- Supreme Court of the United States

Argued May 5, 2020 Decided June 29, 2020
- Full case name: Agency for International Development, et al. v. Alliance for Open Society International, Inc., et al.
- Docket no.: 19-177
- Citations: 591 U.S. ___ (more) 140 S. Ct. 2082

Case history
- Prior: Permanent injunction granted, Alliance for Open Soc'y Int'l, Inc. v. U.S. Agency for Int'l Dev., 106 F. Supp. 3d 355 (S.D.N.Y. 2015);; Affirmed, 911 F.3d 104 (2d Cir. 2018);; Cert. granted, 140 S.Ct. 660 (2019).;

Holding
- Because plaintiffs’ foreign affiliates possess no First Amendment rights, applying the Policy Requirement to them is not unconstitutional.

Court membership
- Chief Justice John Roberts Associate Justices Clarence Thomas · Ruth Bader Ginsburg Stephen Breyer · Samuel Alito Sonia Sotomayor · Elena Kagan Neil Gorsuch · Brett Kavanaugh

Case opinions
- Majority: Kavanaugh, joined by Roberts, Thomas, Alito, Gorsuch
- Concurrence: Thomas
- Dissent: Breyer, joined by Ginsburg, Sotomayor
- Kagan took no part in the consideration or decision of the case.

Laws applied
- U.S. Const. amend. I

= USAID v. Alliance for Open Society International (2020) =

Agency for International Development v. Alliance for Open Society International, Inc., 591 U.S. ___ (2020), also known as AOSI II (to distinguish it from the 2013 case), was a United States Supreme Court case in which the Court held that compelled speech required as a condition for funding on foreign non-governmental affiliates of U.S. non-government organizations does not violate First Amendment rights.

————

**Your tasks**
**1.** Translate this sentence from the Supreme Court case summary above into Spanish: "Kagan took no part in the consideration or decision of the case."
**2.** In the Supreme Court case summary above, who wrote the dissent?

————

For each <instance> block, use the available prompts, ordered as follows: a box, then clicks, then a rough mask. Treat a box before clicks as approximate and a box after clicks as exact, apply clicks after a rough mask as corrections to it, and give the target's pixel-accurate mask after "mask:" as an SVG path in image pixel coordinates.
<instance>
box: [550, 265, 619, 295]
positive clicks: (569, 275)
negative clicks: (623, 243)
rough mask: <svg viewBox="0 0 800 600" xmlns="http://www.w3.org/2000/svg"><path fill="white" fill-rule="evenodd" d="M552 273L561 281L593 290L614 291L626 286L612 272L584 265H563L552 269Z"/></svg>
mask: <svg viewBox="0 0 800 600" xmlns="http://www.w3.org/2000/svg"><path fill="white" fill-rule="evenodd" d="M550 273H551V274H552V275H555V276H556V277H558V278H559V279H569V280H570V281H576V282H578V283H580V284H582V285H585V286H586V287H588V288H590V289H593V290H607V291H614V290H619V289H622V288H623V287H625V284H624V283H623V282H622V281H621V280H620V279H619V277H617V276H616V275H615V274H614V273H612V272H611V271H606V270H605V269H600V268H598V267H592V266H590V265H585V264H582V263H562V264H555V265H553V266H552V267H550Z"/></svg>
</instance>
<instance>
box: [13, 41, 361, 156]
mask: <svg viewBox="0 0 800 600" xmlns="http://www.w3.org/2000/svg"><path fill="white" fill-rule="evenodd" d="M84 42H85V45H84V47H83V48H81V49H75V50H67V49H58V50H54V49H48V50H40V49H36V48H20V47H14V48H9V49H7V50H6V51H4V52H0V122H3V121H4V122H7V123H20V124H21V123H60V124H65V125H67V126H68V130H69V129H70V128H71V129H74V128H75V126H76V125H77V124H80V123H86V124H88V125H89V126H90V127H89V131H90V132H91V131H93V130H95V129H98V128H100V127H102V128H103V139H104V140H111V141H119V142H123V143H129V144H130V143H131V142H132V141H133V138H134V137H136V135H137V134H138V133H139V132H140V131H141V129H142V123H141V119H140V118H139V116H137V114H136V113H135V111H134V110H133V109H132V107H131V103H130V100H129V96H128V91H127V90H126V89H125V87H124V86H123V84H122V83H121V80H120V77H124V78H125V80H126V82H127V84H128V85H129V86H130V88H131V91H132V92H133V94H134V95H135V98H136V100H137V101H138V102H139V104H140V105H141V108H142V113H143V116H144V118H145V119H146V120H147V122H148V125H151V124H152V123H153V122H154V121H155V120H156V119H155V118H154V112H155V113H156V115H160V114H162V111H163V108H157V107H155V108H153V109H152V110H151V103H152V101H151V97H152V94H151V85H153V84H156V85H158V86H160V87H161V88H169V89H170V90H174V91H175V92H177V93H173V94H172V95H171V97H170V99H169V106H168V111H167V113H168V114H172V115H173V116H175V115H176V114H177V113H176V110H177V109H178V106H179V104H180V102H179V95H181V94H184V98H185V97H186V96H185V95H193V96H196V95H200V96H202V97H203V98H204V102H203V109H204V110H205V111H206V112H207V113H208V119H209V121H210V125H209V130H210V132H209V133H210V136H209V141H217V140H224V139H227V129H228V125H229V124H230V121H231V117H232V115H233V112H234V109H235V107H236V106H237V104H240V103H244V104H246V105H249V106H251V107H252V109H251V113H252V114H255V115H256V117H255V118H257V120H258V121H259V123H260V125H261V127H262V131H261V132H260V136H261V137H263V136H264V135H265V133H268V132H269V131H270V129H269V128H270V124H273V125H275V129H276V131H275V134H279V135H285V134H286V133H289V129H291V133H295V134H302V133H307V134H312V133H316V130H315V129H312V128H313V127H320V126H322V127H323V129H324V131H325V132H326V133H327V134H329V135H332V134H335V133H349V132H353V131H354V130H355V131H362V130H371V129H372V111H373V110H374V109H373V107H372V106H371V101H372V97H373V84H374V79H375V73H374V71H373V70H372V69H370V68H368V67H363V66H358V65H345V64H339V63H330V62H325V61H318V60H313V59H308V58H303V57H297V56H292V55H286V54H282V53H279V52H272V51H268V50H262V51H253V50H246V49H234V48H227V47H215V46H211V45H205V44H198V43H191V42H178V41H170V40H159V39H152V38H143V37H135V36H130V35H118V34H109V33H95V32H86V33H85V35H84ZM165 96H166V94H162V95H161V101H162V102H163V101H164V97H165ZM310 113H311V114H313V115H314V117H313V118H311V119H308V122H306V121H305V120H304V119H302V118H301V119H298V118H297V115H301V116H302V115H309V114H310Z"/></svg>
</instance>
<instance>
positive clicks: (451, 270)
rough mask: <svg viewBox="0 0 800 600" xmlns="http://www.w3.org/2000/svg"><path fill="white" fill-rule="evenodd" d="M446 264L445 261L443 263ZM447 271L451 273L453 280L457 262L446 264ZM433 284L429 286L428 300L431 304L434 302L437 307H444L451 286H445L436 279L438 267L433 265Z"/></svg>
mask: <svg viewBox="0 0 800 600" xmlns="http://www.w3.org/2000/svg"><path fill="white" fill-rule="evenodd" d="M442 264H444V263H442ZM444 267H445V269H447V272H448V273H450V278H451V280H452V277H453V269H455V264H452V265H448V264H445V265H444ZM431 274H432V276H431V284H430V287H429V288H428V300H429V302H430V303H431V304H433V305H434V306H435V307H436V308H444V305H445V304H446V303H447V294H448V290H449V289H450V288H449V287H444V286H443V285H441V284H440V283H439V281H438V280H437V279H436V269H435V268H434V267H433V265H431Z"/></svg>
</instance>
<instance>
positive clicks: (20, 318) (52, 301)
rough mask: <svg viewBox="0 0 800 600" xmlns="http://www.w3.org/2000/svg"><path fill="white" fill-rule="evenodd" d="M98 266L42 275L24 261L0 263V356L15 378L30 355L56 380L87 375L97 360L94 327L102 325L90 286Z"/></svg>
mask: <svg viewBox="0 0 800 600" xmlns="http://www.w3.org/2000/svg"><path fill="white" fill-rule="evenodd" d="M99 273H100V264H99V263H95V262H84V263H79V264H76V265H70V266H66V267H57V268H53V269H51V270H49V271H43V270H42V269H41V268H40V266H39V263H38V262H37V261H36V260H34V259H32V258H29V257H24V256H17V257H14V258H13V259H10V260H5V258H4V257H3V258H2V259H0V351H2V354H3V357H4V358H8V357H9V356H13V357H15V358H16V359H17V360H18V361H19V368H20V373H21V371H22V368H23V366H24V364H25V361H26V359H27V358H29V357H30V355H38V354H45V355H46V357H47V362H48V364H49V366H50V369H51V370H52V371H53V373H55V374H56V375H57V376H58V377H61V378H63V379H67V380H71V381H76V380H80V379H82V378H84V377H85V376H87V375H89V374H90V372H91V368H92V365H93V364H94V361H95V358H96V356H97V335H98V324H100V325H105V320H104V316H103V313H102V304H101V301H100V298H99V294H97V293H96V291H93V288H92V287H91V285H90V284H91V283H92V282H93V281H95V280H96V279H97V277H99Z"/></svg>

————

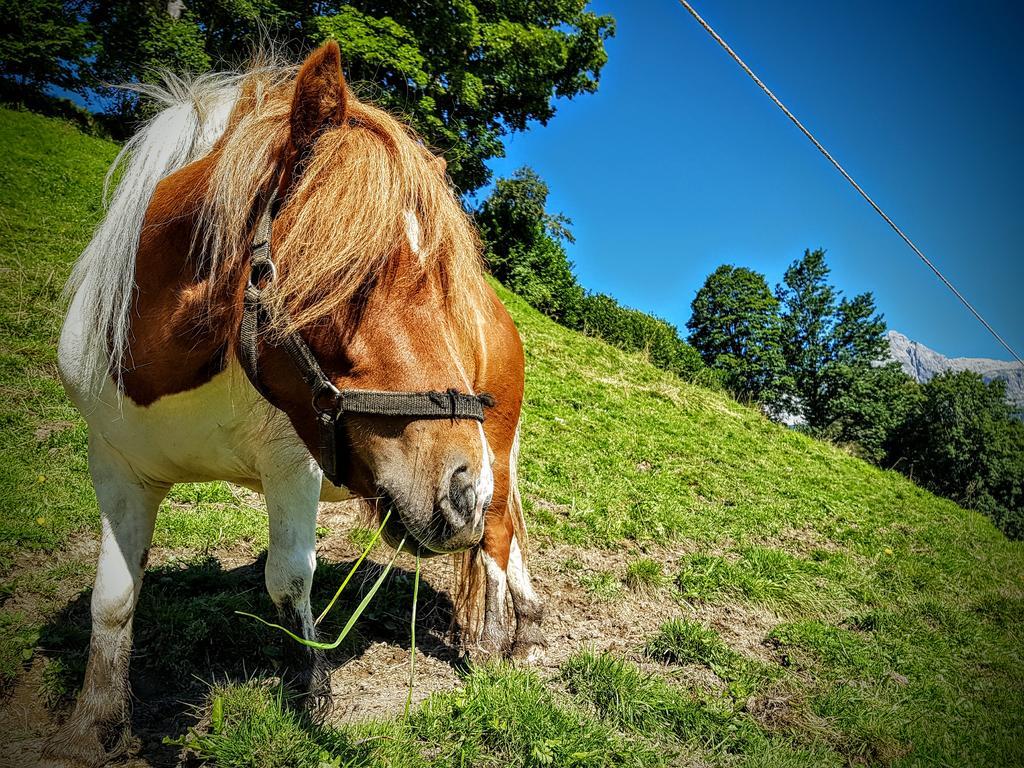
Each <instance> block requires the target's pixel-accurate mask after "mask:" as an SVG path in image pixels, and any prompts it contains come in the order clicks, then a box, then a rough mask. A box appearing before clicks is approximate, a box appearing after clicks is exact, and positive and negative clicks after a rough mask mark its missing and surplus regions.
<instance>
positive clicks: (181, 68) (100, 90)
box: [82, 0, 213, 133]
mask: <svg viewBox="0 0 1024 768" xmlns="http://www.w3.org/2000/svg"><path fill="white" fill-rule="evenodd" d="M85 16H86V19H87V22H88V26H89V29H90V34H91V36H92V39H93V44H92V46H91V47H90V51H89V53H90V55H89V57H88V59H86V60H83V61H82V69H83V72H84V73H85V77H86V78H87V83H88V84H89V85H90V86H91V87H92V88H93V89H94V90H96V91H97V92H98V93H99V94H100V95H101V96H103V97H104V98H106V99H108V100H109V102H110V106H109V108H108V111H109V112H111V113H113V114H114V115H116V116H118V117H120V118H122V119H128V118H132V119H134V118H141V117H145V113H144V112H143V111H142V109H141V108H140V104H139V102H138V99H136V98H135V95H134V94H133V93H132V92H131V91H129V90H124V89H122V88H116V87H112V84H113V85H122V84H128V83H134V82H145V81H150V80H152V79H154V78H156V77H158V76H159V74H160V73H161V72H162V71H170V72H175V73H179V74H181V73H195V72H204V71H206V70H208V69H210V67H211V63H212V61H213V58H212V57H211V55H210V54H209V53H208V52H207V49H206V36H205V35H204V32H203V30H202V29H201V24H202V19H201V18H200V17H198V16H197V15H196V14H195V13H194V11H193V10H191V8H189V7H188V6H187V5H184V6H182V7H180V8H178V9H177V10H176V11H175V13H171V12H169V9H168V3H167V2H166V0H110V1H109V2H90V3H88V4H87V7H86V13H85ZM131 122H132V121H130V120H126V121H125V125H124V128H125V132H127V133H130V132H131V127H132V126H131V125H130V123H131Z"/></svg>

————

**Answers by item number**
**1.** Kagan no participó en la consideración ni en la decisión del caso.

**2.** Breyer, joined by Ginsburg and Sotomayor.